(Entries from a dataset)
= = =

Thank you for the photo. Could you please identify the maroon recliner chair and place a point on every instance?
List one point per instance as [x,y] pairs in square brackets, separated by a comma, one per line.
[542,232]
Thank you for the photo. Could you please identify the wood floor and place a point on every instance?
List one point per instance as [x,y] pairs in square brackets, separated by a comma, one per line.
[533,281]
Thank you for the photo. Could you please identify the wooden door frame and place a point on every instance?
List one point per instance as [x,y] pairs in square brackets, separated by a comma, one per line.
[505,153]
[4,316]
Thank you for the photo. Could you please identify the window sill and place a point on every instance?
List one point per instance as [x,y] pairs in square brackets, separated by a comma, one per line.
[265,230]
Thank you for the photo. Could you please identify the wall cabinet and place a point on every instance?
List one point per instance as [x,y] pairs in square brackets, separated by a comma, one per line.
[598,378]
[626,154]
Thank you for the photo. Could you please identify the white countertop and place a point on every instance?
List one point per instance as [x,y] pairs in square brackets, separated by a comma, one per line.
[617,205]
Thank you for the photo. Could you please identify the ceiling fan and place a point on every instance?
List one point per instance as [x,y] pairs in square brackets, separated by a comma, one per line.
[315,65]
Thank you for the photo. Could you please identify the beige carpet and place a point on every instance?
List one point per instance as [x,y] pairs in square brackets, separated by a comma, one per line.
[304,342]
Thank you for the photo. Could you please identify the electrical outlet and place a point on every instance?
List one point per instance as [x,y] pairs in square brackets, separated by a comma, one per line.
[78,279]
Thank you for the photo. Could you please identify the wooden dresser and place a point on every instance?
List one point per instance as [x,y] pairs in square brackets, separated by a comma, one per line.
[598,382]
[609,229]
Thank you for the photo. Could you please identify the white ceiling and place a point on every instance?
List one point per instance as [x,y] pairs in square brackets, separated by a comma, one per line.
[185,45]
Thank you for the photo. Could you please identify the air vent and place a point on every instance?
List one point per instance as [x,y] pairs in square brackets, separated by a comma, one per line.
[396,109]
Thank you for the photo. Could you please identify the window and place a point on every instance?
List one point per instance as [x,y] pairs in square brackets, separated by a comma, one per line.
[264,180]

= = =

Reproduce every one of the records above word for word, changing nothing.

Response to the task:
Thank you for the photo. Could you please identify the maroon recliner chair and place a point on every instance?
List one point per instance as [x,y] pairs in square brackets, separated by a comma, one per line.
[542,232]
Thank you for the photo. Could you please identify the wood floor and place a point on every instance?
List one point per instance as [x,y] pairs in square brackets, separated by a comma, one per line.
[533,281]
Thank you for the photo. Could you please identify the wooden door frame and place a point on every instance?
List one point per instance as [x,y] pairs in square brackets, separated by a comma, one per line.
[505,153]
[4,316]
Thank you for the photo. Could you please identify the window sill and place a point on every instance?
List one point per instance as [x,y] pairs in square brackets, separated by a comma, one per line.
[265,230]
Thank you for the photo. Could you please identify the wall cabinet and place a point on every instance?
List one point per instance as [x,y] pairs in square brackets, separated by a comma, one per line.
[598,378]
[626,154]
Thank you for the photo. Could you please identify the white countertop and place a point on every instance?
List one point per instance as [x,y] pairs in square brackets, separated by a comma, one per line.
[617,205]
Thank you for the photo. Could you please identify the ceiling fan and place a point on every instance?
List one point per instance as [x,y] pairs in square brackets, separated by a comma, one per line.
[315,65]
Thank you for the photo. Could you please identify the beige carpet and place a point on every instance?
List one point per instance as [x,y] pairs in square brackets, separated by a comma, one per line.
[304,342]
Thank you for the photo. Could you please identify the electrical outlet and place a point on every instance?
List one point per instance as [x,y] pairs in square brackets, separated by a comma, one per line.
[78,279]
Thank you for the photo. Could you please identify the wooden dresser and place a point on every instance?
List one point per instance as [x,y] pairs in square brackets, separated by a comma, one per line.
[598,382]
[609,229]
Thank you for the photo. Could you please identify the white ceiling and place a point on every instance?
List one point per instance as [x,y] pairs in square brackets, separated by a comma, one per line.
[185,45]
Thank you for the photo. Could you please identify the air vent and place a point on every instance?
List one point per instance as [x,y] pairs in square brackets, separated by a comma, one per line.
[396,109]
Thank you for the photo. Could you please identify the window and place a point on every instance?
List one point per instance as [x,y] pairs in square brackets, separated by a comma, one per line.
[264,180]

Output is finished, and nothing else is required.